(Records for this exercise)

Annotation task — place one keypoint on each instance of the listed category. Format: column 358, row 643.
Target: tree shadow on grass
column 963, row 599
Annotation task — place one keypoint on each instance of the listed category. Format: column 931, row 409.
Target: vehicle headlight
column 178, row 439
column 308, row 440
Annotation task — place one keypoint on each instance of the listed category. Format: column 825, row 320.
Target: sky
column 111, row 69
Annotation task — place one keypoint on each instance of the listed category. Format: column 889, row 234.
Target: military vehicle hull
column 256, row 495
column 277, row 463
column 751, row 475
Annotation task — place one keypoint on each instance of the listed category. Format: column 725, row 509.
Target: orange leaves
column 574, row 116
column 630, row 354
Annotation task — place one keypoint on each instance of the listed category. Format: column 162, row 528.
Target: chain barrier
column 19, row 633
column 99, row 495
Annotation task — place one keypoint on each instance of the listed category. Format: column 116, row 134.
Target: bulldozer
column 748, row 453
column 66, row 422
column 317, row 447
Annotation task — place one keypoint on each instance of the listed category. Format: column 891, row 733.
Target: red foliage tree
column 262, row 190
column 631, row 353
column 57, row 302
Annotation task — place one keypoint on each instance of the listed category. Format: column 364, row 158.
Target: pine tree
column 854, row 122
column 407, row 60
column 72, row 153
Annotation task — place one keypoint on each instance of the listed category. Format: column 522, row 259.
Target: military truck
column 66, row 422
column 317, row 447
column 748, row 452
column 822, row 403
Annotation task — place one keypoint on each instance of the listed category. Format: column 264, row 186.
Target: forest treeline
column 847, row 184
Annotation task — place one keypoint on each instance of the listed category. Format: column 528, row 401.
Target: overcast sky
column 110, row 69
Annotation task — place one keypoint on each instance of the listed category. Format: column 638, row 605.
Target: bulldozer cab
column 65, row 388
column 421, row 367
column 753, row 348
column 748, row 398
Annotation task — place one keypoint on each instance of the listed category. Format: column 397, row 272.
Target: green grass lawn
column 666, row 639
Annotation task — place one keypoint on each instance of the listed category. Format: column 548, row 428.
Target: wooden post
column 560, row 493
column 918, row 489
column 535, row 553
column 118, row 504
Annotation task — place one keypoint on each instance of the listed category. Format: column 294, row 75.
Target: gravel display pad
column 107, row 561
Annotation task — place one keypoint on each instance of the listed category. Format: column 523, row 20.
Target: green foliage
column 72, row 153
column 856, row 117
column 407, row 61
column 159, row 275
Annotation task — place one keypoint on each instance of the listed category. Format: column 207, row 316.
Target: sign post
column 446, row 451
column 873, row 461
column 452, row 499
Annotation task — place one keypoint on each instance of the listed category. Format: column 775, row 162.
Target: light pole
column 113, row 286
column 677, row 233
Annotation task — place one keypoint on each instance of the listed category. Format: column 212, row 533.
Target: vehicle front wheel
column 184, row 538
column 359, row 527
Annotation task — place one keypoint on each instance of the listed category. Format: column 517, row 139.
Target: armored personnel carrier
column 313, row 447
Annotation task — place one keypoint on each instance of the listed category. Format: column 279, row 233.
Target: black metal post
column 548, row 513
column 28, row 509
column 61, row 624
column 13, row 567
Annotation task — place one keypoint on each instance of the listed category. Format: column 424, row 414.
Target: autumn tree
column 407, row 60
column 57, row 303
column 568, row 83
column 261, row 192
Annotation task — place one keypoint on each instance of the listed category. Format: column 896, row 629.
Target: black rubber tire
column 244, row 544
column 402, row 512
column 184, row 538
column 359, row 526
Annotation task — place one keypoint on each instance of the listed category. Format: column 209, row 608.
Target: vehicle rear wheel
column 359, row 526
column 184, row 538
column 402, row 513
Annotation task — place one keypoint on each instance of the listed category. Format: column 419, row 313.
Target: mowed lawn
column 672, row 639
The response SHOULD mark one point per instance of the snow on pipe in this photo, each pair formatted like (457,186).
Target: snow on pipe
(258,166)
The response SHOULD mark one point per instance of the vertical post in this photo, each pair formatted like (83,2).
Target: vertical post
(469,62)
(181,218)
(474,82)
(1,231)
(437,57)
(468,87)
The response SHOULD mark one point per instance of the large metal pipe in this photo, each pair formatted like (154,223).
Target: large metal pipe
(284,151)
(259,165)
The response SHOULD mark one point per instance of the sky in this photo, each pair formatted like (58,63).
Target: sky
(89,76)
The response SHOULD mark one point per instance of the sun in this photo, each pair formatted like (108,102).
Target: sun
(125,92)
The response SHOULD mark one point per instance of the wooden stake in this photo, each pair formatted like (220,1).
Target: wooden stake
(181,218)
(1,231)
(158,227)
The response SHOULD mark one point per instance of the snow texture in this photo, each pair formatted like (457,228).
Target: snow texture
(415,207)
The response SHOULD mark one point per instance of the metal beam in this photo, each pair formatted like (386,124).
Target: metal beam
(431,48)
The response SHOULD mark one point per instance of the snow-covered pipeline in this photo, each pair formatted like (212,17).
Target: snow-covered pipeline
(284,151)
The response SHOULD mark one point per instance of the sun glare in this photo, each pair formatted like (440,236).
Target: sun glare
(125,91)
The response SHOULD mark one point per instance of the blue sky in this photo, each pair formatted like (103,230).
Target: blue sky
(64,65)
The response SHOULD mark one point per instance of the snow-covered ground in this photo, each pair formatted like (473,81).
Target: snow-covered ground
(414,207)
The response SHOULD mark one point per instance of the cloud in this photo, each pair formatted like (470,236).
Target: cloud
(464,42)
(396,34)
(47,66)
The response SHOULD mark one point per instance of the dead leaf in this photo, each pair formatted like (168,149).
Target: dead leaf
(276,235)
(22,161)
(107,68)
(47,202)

(End Records for this exercise)

*Problem description:* From the line containing "The response SHOULD mark one point per instance of the cloud" through the last line of the records above, reproduce every line exactly.

*Solution for this problem:*
The response SHOULD mark one point per instance of the cloud in this photo, each pair formatted like (470,236).
Target: cloud
(464,42)
(396,34)
(47,66)
The response SHOULD mark one point per instance of the dead leaf in this photo, each pair formatted like (168,149).
Target: dead leaf
(276,235)
(22,161)
(107,68)
(47,202)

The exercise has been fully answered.